[TASKS TO CARRY OUT]:
1. Answer these questions from the text on Iron Age food, one answer per line, marked to match:
(a) Where would the open fire have been in summer, and where in winter?
(b) Which two qualities of stews explain why meat was eaten in that form?
(c) What could dried animal bones be used for?
2. Extract the part of the text on Iron Age food starting with "To form the" and going on through "maybe even weapons.", copied word for word.

[DOCUMENT SECTION]:
===

Over the years archaeologists have pieced together how Iron Age Britain’s prepared their food by looking at the evidence that has been left behind including pots, pans and other food related tools.  Most of the cooked food would have been cooked on an open fire which would have been done either outside during the summer or inside a dwelling during the winter. Unlike today, much of the food would have been dictated by seasons, excluding the meat which would have been slaughtered when needed. However this isn’t to say that meat was an everyday commodity. Fresh Meat would have only been cooked on rare occasions, with small amounts being eaten every now again in the form of stews.  This was because stews kept longer and could be reheated gradually on a fire. Lamb, Pork and Cow were the animals of choice in the day, but it was not unusual to eat rabbit, deer, dog and even horse to survive.

To form the basic natural food stuffs, wheat, barley and corn was purposefully grown and ground down using stone to make other food, such as bread (as previously mentioned). Vegetables also provided a clear everyday diet.  Beans, brassicas (such as broccoli, cabbage and possibly sprouts) and root vegetables also added to the healthy diet.  Pure self sufficiency took up most of the daily routine.  When it came to rearing livestock, it doesn’t stop at just providing food.  Milk was available at different points during the year, so its safe to assume that the milk was used to make cheese to store throughout the year.  Wool and the coats of the animals were also used for clothing and the bones could be dried and used for other tools such as pegs and maybe even weapons.

===

[INFORMATION SUPPLIED]:
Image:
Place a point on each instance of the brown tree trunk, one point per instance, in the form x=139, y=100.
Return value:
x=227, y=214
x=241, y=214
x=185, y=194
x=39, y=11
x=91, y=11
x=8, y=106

===

[ANSWERS IN ORDER]:
1.
(a) Outside in summer and inside a dwelling in winter.
(b) Stews kept longer and could be reheated gradually on a fire.
(c) Tools such as pegs, and maybe even weapons.

2.
To form the basic natural food stuffs, wheat, barley and corn was purposefully grown and ground down using stone to make other food, such as bread (as previously mentioned). Vegetables also provided a clear everyday diet.  Beans, brassicas (such as broccoli, cabbage and possibly sprouts) and root vegetables also added to the healthy diet.  Pure self sufficiency took up most of the daily routine.  When it came to rearing livestock, it doesn’t stop at just providing food.  Milk was available at different points during the year, so its safe to assume that the milk was used to make cheese to store throughout the year.  Wool and the coats of the animals were also used for clothing and the bones could be dried and used for other tools such as pegs and maybe even weapons.